— REQUIRED WORK —
Copy the lines from the first one through the line containing "<point>173,37</point>", requests included, and shift every coordinate in the answers by adding 88.

====== GIVEN DATA ======

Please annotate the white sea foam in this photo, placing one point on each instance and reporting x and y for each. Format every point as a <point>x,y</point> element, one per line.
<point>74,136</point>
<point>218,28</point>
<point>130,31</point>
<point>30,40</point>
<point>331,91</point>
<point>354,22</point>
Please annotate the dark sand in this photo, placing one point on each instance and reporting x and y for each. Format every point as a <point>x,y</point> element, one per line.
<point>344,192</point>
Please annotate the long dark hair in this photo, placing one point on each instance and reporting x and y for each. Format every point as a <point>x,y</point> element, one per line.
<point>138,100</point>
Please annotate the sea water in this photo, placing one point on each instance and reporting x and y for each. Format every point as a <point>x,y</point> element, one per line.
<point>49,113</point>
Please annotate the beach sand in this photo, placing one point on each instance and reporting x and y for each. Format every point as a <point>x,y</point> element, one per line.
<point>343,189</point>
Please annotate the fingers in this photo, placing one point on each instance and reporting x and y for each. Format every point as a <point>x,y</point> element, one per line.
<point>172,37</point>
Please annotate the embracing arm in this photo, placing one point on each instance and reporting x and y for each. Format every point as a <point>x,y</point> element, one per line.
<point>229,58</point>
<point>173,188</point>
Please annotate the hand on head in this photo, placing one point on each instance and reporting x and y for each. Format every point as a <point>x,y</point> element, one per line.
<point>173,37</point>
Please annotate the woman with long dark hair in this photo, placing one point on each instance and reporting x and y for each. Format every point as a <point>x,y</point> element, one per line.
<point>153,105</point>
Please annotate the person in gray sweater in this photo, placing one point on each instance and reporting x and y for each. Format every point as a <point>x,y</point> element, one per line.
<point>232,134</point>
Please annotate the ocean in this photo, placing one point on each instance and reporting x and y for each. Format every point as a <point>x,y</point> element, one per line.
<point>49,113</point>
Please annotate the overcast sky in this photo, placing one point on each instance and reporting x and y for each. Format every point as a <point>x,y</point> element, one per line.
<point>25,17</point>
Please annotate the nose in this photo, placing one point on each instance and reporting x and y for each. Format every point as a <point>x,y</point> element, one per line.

======

— SOLUTION FOR THIS PROBLEM —
Please annotate the white sea foam in this photo, placing one point on each instance and reporting x and y for each. Format every point as a <point>x,y</point> element, one per line.
<point>162,224</point>
<point>306,116</point>
<point>218,119</point>
<point>118,128</point>
<point>419,179</point>
<point>442,110</point>
Please annotate the dark sand in this photo, placing one point on each instance and reporting x and y for each. Format every point as a <point>x,y</point> element, one per line.
<point>432,280</point>
Please annotate the long dark hair in this photo, placing one point on each instance and reporting x and y for each. Format every point as a <point>x,y</point> element, one per line.
<point>226,188</point>
Please annotate the sea water in this photo, placing one point on each instance and reporting x and y for each. Format every point as a <point>x,y</point> element, one per line.
<point>137,201</point>
Please annotate the beach sand in this photo, placing one point on each instance and reporting x and y for each. Format every point as a <point>x,y</point> element, one per line.
<point>431,277</point>
Please annotate the fingers in this photo, placing one point on each instance and reporting x and y for each. Format every point as a <point>x,y</point> element, one per line.
<point>260,125</point>
Please annotate the embracing arm in this photo, placing one point on each instance and reporting x and y for each. Format every point as a <point>x,y</point> element, one per line.
<point>317,146</point>
<point>261,276</point>
Please annotate the hand on head in this photo, placing one point on each instance and reporting x and y for each. Format every point as a <point>x,y</point> element, one per line.
<point>261,125</point>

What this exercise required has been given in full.